- **Textauszug**:

○ ○ ○ ○ ○ ○ ○

Christ sein und Christ werden

Epheser 4,1-6

14. September 2008

17. Sonntag nach Trinitatis


Ein Satz aus diesem Abschnitt ist in die Glocke eingraviert, die wir 1992 in unsere Partnergemeinde Uyole in Tansania geschickt haben: „Ein Herr, ein Glaube, eine Taufe“. Der Satz ist ebenfalls eingraviert in die Messingplatte, die wir in diesem Jahr aus Anlass des 20jährigen Jubiläums unserer Partnerschaft mit Uyole in zweifacher Ausführung - eine für uns, eine für die Partnergemeinde - in Deutsch und Kisuaheli erstellt haben.

In siebenfacher Weise ist in unserem Predigtabschnitt von der Einheit die Rede: Ein Leib, ein Geist, eine Hoffnung, ein Herr, ein Glaube, eine Taufe, ein Gott. Paulus geht es um die Einheit der Christen. 

Es wäre einfach zu schön, einerseits, wenn wir uns alle immer einig wären - als Christen, als Kirche, als Gemeinde und auch politisch und gesellschaftlich und menschlich - und überhaupt. Das würde uns manchen Stress ersparen. Aber das geht ja gar nicht. Verzeihen Sie, wenn ich das so platt sage. Und es wäre andererseits auch ein Verlust. Gerade die Unterschiede machen das Leben aus: dass wir Mann und Frau sind, dass wir Kinder und Erwachsene sind, dass wir unterschiedliche Sprachen sprechen, dass wir so unterschiedliche Ideen und Begabungen haben.

○ ○ ○ ○ ○ ○ ○

- **Angezeigte Daten**:

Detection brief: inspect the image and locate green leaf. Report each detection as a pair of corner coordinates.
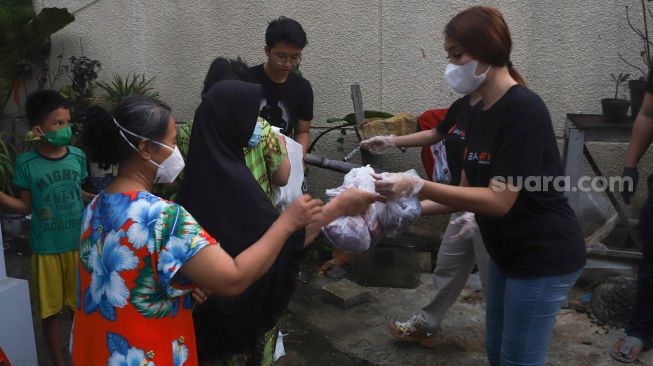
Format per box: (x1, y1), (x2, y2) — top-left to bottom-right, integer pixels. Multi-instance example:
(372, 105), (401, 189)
(0, 0), (75, 106)
(129, 256), (172, 318)
(154, 204), (200, 251)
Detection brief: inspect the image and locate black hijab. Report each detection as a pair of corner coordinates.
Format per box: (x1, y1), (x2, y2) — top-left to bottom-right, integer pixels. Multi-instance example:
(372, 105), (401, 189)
(182, 80), (304, 358)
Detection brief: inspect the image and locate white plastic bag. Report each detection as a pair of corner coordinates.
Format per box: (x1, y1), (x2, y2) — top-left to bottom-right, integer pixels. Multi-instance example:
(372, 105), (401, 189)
(379, 196), (422, 238)
(322, 165), (381, 252)
(322, 165), (421, 252)
(272, 127), (304, 211)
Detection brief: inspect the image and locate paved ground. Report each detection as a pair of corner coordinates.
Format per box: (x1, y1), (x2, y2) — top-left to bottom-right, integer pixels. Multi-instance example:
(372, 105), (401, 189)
(5, 234), (653, 366)
(281, 268), (653, 366)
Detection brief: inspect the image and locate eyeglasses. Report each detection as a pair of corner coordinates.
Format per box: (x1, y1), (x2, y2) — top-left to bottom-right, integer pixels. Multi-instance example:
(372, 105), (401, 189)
(272, 52), (302, 66)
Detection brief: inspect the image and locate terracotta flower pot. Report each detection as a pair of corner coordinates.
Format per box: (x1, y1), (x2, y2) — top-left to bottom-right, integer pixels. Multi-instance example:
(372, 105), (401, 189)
(601, 98), (630, 123)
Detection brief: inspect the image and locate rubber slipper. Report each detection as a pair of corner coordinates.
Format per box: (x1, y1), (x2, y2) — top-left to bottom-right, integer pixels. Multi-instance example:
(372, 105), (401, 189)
(610, 335), (644, 363)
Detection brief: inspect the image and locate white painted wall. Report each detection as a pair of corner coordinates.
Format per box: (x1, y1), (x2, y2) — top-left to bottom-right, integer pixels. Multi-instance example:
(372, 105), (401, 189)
(24, 0), (652, 214)
(0, 224), (37, 366)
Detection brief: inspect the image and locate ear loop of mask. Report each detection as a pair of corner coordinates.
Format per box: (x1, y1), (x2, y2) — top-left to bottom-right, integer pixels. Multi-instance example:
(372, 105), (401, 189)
(113, 117), (174, 168)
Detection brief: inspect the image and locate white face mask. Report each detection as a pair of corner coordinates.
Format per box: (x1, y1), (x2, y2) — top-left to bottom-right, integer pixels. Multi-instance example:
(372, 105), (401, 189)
(444, 60), (492, 95)
(113, 118), (186, 183)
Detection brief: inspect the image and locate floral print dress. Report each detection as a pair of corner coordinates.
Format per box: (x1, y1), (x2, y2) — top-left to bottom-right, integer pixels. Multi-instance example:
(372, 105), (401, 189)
(71, 192), (215, 366)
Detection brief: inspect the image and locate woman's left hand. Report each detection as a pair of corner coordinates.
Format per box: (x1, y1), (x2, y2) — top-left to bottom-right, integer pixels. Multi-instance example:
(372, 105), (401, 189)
(191, 287), (211, 305)
(372, 173), (424, 199)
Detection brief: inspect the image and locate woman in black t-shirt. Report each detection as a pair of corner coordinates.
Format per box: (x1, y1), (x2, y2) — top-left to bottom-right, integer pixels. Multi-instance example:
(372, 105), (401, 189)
(377, 7), (585, 365)
(361, 93), (489, 348)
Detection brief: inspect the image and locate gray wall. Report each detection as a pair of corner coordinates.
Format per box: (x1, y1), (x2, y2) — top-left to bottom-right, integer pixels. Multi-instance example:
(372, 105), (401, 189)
(28, 0), (651, 220)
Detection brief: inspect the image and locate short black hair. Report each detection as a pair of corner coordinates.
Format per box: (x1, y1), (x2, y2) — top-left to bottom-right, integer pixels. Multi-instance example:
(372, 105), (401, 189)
(202, 57), (254, 98)
(265, 16), (308, 49)
(25, 90), (70, 127)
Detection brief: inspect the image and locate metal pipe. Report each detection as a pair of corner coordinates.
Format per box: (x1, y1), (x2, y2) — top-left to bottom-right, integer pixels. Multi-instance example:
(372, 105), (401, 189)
(304, 154), (381, 173)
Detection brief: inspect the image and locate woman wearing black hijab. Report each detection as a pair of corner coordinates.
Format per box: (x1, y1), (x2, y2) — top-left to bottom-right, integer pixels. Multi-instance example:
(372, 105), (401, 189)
(182, 80), (376, 364)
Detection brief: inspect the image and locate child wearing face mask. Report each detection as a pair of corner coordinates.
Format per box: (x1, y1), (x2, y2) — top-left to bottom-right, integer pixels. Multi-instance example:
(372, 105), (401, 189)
(0, 90), (87, 366)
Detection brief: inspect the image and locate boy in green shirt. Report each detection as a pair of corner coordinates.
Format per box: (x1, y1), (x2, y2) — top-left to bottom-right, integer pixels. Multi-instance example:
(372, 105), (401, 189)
(0, 90), (87, 366)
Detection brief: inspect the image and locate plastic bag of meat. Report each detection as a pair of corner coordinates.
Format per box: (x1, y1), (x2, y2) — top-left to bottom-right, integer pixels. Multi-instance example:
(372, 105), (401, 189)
(322, 165), (421, 252)
(322, 216), (372, 252)
(379, 196), (422, 238)
(322, 165), (374, 252)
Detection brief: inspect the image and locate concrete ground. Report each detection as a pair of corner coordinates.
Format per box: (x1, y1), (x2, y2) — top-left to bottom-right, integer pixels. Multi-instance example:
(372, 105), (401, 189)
(280, 268), (653, 366)
(5, 234), (653, 366)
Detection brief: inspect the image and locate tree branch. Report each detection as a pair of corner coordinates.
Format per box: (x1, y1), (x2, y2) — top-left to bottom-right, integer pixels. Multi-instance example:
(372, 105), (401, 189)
(617, 53), (646, 77)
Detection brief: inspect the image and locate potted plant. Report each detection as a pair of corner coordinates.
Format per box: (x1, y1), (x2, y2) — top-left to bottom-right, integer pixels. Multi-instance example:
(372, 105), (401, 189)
(601, 73), (630, 123)
(617, 0), (653, 118)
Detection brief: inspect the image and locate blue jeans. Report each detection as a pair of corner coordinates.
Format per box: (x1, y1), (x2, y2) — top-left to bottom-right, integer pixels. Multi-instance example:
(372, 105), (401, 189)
(626, 192), (653, 349)
(485, 260), (580, 366)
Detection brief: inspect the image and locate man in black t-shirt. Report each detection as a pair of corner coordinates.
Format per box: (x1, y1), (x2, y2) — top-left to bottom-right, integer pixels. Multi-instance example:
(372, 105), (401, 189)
(610, 69), (653, 362)
(251, 17), (313, 154)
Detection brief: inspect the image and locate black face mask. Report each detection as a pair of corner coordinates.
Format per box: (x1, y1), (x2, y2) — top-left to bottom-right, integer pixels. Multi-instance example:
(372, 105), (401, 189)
(259, 103), (286, 129)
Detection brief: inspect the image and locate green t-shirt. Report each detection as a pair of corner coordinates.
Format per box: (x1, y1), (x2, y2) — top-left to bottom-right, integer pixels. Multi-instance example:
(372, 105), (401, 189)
(14, 146), (88, 254)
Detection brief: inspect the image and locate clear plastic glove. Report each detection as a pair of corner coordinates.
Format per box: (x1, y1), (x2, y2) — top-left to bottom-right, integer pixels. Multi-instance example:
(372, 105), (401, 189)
(191, 287), (211, 305)
(449, 212), (478, 240)
(374, 169), (424, 200)
(361, 135), (397, 154)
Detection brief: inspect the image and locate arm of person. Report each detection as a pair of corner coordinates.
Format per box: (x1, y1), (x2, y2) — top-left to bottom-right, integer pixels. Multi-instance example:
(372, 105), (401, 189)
(624, 93), (653, 168)
(180, 195), (322, 296)
(304, 188), (385, 246)
(420, 179), (519, 217)
(295, 119), (311, 156)
(270, 135), (290, 187)
(0, 189), (32, 215)
(420, 200), (456, 216)
(394, 128), (444, 147)
(375, 169), (519, 217)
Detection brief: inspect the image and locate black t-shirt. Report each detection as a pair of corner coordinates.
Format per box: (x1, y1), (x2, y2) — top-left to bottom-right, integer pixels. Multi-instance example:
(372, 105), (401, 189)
(646, 67), (653, 94)
(250, 64), (313, 137)
(463, 85), (585, 278)
(435, 95), (475, 186)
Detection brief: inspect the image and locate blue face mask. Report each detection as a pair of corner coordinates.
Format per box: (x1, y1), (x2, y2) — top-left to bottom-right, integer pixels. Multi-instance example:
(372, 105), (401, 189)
(247, 121), (263, 147)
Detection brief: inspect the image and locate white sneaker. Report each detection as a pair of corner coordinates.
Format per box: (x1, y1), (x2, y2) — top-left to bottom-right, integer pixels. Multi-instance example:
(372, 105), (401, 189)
(388, 315), (437, 348)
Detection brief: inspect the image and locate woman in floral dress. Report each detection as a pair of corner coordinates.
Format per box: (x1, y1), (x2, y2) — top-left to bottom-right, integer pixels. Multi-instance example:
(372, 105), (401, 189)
(71, 84), (371, 366)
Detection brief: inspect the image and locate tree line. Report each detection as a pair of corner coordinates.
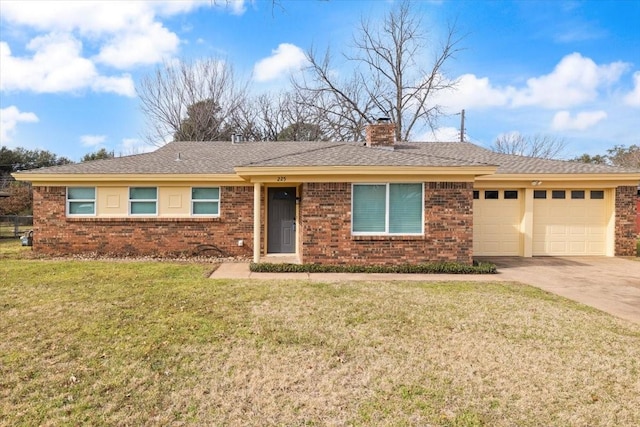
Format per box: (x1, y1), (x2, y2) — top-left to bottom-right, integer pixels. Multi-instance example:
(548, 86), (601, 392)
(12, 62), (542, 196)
(0, 146), (113, 215)
(136, 1), (463, 145)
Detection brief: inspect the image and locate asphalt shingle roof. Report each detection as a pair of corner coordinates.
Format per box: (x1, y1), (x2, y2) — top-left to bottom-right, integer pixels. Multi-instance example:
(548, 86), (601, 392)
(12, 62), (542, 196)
(16, 141), (638, 175)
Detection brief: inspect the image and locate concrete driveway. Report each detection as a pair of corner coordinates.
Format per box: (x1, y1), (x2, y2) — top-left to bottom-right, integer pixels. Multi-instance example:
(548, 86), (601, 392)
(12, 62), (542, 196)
(481, 257), (640, 323)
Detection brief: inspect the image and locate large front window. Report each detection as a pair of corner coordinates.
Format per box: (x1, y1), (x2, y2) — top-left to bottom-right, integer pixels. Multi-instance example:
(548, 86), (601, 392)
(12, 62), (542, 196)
(351, 184), (424, 235)
(67, 187), (96, 216)
(129, 187), (158, 215)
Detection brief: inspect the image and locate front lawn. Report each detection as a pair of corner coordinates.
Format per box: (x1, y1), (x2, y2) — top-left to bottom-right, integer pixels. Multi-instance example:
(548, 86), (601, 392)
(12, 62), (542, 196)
(0, 241), (640, 426)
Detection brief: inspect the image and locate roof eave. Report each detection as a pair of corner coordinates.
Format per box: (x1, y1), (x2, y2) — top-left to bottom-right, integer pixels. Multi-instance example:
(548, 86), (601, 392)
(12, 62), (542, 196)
(476, 172), (640, 185)
(234, 166), (497, 182)
(12, 172), (244, 185)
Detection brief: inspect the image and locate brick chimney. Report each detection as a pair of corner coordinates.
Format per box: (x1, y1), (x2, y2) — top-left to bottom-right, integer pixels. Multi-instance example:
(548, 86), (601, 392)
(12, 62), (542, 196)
(365, 117), (396, 150)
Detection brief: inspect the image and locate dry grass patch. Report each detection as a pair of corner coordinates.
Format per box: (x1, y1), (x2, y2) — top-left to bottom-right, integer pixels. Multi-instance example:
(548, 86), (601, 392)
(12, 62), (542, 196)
(0, 242), (640, 426)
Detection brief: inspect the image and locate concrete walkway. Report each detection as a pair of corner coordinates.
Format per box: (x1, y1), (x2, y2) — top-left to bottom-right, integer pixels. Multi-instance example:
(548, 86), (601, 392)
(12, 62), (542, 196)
(211, 257), (640, 323)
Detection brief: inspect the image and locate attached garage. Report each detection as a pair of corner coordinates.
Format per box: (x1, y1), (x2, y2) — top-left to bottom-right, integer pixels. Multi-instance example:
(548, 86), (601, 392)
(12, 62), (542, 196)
(533, 189), (608, 256)
(473, 186), (615, 256)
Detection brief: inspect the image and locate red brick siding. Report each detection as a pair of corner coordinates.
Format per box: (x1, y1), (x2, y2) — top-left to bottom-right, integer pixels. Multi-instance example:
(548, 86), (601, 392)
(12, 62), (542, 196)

○ ○ ○ ○ ○ ○ ○

- **Schriftlicher Auftrag**:
Übertragen Sie den Satz „Paulus geht es um die Einheit der Christen.“ aus der Predigt ins Englische.

- **Ergebnis der Aufgabe**:
Paul is concerned with the unity of Christians.